**THE PROBLEM**
Starting at the line that contains "[locate] ceiling (one", return every line down to the end of the records below, exactly as written.

******************************

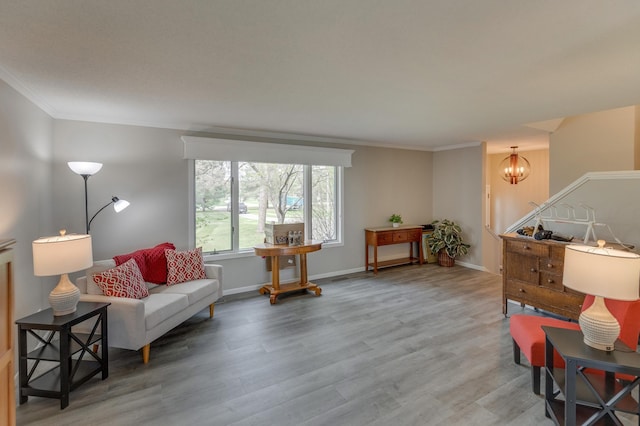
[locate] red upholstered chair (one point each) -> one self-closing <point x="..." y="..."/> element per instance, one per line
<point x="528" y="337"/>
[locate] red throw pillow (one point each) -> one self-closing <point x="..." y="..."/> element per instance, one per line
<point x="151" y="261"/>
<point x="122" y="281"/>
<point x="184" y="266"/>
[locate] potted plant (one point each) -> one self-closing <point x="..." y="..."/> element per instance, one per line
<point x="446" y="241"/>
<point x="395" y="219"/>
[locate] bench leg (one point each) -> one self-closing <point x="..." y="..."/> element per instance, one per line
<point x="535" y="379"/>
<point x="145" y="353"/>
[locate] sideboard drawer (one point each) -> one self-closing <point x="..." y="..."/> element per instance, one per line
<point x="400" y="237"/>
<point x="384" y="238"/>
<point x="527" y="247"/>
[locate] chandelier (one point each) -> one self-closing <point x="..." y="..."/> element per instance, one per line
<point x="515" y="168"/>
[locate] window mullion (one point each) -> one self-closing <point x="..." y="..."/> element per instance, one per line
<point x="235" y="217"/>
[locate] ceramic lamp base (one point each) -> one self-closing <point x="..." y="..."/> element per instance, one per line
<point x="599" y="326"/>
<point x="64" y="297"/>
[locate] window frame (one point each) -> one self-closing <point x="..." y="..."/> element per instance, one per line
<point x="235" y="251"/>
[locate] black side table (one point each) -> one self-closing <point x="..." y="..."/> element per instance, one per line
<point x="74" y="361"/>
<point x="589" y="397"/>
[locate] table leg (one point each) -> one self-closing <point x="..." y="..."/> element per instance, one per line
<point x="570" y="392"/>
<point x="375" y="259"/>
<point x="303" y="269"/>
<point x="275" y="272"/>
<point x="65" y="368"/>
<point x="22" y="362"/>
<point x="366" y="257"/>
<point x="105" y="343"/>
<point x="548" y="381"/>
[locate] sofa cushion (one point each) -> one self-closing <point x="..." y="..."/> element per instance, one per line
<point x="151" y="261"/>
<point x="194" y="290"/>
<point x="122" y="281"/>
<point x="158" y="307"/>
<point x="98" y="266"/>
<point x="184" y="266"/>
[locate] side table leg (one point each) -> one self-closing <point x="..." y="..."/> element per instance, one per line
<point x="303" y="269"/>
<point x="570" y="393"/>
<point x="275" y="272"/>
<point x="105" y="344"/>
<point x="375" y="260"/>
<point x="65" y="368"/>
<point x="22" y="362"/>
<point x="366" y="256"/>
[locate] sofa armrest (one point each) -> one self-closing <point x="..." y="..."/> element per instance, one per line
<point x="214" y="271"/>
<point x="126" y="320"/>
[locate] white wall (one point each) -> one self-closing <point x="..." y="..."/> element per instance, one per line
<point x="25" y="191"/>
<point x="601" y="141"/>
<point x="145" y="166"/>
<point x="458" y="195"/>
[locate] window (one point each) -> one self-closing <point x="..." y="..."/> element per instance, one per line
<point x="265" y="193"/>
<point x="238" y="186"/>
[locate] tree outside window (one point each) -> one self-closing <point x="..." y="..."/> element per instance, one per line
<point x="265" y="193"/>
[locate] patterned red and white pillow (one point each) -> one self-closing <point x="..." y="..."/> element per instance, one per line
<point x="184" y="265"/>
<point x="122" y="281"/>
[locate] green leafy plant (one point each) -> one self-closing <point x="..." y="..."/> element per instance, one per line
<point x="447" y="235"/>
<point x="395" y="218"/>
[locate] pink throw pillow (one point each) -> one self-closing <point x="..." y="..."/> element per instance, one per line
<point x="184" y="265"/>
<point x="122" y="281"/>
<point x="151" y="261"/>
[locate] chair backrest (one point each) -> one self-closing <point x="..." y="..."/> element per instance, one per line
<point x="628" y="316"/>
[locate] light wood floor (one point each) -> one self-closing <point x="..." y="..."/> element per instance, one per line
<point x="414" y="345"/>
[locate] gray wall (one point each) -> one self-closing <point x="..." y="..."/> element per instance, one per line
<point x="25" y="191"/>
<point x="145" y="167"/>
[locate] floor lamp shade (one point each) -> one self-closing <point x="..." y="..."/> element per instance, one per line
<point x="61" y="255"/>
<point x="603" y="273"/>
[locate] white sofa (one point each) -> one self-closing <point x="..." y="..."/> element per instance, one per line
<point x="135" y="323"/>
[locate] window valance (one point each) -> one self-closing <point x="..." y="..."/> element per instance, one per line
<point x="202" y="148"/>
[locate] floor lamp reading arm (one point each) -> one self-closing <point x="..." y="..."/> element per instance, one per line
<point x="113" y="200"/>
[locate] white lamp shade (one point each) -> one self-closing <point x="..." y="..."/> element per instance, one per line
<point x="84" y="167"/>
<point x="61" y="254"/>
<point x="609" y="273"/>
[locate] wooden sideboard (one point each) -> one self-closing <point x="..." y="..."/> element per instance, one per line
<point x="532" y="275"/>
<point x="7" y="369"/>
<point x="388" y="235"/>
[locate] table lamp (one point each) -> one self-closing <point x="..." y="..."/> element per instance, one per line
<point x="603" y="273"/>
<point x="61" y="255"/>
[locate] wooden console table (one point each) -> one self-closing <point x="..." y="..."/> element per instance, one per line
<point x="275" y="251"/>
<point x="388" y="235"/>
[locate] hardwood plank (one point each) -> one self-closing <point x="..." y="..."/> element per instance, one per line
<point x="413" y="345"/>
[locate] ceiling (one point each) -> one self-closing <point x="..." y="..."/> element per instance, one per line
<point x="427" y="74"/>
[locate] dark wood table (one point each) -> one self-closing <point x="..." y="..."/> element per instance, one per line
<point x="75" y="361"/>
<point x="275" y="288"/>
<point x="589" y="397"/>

******************************

**RESPONSE TO THIS TASK**
[locate] ceiling (one point each) -> one self-closing <point x="..." y="..."/> element per instance, one per line
<point x="427" y="74"/>
[locate] dark wood table (one point each) -> one self-closing <point x="..." y="..."/> element per instance, one per line
<point x="75" y="361"/>
<point x="275" y="288"/>
<point x="589" y="397"/>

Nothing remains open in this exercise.